= Text shown =
At first the answer seems obvious. Every time a leopard leaves the valley the total number of leopards in the valley decreases by one. So the expectation should decrease by one.

But should it?

Suppose that the expected number of leopards in the valley is $0.5$ instead of $2$. When one leopard leaves the valley, the expected number of leopards remaining in the valley cannot be $0.5 - 1 = -0.5$—there is no such thing as an anti-leopard. In this case it is obvious that we cannot update the expectation by subtracting one leopard from the expectation.

The subtlety here is in the distinction between expecting that there are a certain number of leopards in the valley and knowing the number. If we had counted all the leopards then we would know the number exactly. This number would match the expectation and would decrease by one when a leopard leaves. If we do not know the number of leopards for sure then the expectation is an average. Knowing the average number is not the same as knowing the actual number of leopards because it leaves the actual number uncertain. This uncertainty means that there is implicitly a probability distribution on the size of the leopard population.

For example, if the expected number of leopards is $0.5$ there is not actually half a leopard. There is no more a fractional leopard than an anti-leopard. It means that there is a nonzero probability that there are zero leopards, and a nonzero probability that there are one or more leopards.

Now we see a leopard leave. This would have been impossible if there were zero leopards in the valley, since leopards cannot appear from thin air. So there was at least one leopard in the valley. The observation event has taught us something: given that we a saw a leopard leave we should ignore the possibility that there had been zero leopards. As a result, the conditional expectation of the number of leopards in the valley before one left should always be greater than one. In turn the new expectation can never be negative.

Speaking more broadly, the more leopards in the valley the more likely it is to observe one leaving. Therefore, the observation event carries information about the number of leopards in the valley before the event. The fact we saw one leave means there could not have been zero—there may have been more than we thought. This means we should revise our old expectation upwards before subtracting the individual who left. The more uncertain we were before seeing a leopard leave the more we should revise upwards.

= Job 1 =
Please repeat the portion of the leopard text starting at "But should it?" and ending at "from the expectation.".

= Stored data entries =
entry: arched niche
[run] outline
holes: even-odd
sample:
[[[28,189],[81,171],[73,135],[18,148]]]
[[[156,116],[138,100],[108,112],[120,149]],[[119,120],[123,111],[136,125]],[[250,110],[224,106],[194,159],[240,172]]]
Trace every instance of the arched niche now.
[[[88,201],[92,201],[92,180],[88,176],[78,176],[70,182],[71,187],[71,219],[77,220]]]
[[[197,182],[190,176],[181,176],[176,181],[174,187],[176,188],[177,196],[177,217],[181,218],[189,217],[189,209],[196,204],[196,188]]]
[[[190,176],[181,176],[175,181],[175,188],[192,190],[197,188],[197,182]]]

= Job 2 =
Revise the entries above so that "arched niche" becomes "recessed alcove" throughout, keeping everything else the same.

= Exercise result 1 =
But should it?

Suppose that the expected number of leopards in the valley is $0.5$ instead of $2$. When one leopard leaves the valley, the expected number of leopards remaining in the valley cannot be $0.5 - 1 = -0.5$—there is no such thing as an anti-leopard. In this case it is obvious that we cannot update the expectation by subtracting one leopard from the expectation.

= Exercise result 2 =
entry: recessed alcove
[run] outline
holes: even-odd
sample:
[[[28,189],[81,171],[73,135],[18,148]]]
[[[156,116],[138,100],[108,112],[120,149]],[[119,120],[123,111],[136,125]],[[250,110],[224,106],[194,159],[240,172]]]
Trace every instance of the recessed alcove now.
[[[88,201],[92,201],[92,180],[88,176],[78,176],[70,182],[71,187],[71,219],[77,220]]]
[[[197,182],[190,176],[181,176],[176,181],[174,187],[176,188],[177,196],[177,217],[181,218],[189,217],[189,209],[196,204],[196,188]]]
[[[190,176],[181,176],[175,181],[175,188],[192,190],[197,188],[197,182]]]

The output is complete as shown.